2007-08-24 Thread Dave Engvall
Hi Ben,

Thanks for the ideas, option 3 makes the most sense to me and I guess  
the best approach is to rig up a couple of servo motors and start  
experimenting.

Dave
On Aug 24, 2007, at 3:38 AM, ben lipkowitz wrote:

 Dave Engvall wrote:

 Think long arm sewing machine for quilting. The rotational axes  
 are the
 needle and the bobbin.  The tracking give constant stitch length.

 Two are X and Y and the other pair need to track (rotationally)  
 with in
 a few degrees or better. Rotational speeds are from zero to 1800  
 rpm for
 one axis and either 1:1 or 2:1 for the other. The speed of  
 rotation and
 the vectorized X and Y velocity need to track each other.

Data lines.
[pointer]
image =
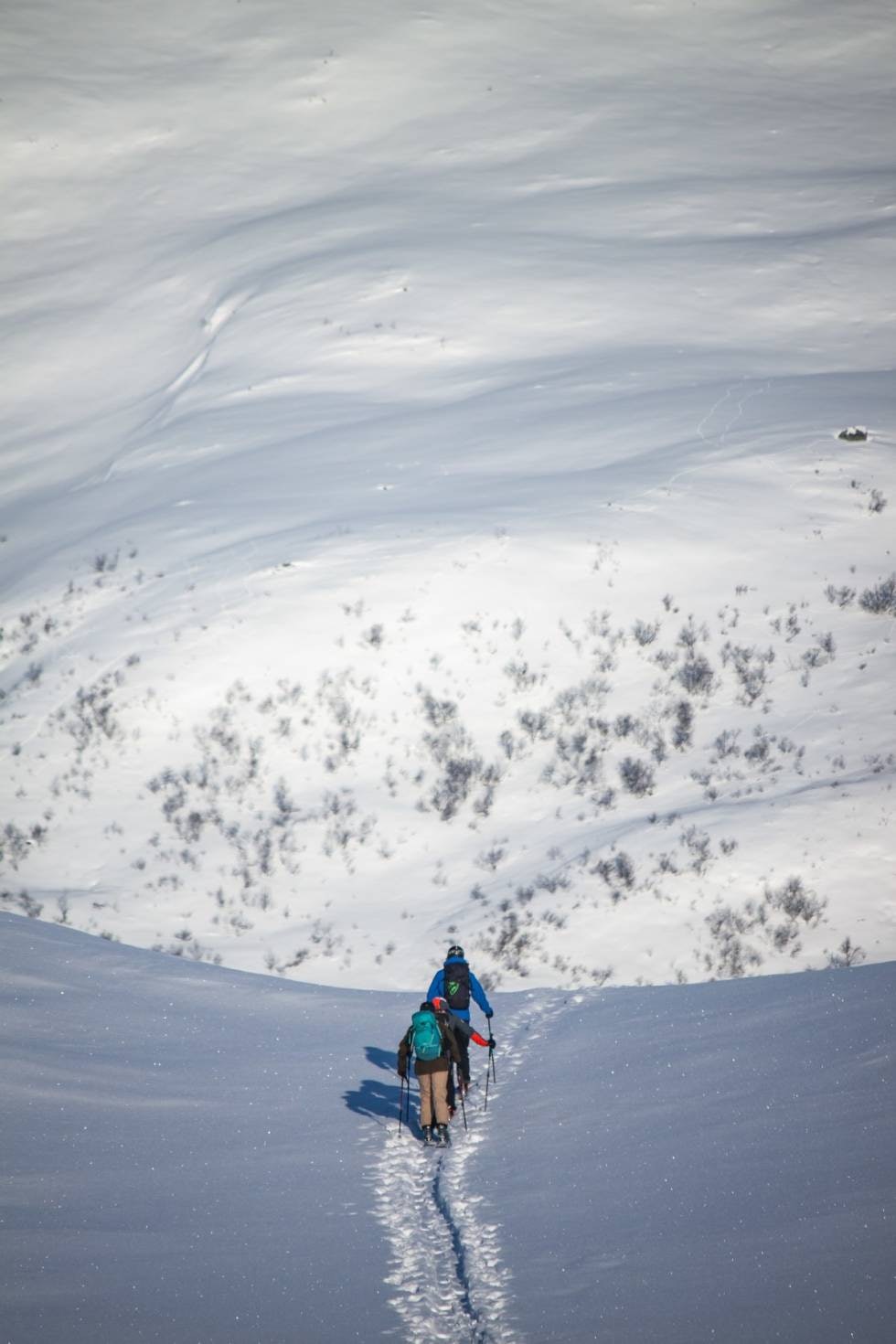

Set tasks.
a) In the email thread, what range of rotational speeds is given for one axis?
b) Return the passage of the email thread from "Two are X and" up to and including "track each other.", copied verbatim.

Expected results.
a) From zero to 1800 rpm.

b)
Two are X and Y and the other pair need to track (rotationally)  
 with in
 a few degrees or better. Rotational speeds are from zero to 1800  
 rpm for
 one axis and either 1:1 or 2:1 for the other. The speed of  
 rotation and
 the vectorized X and Y velocity need to track each other.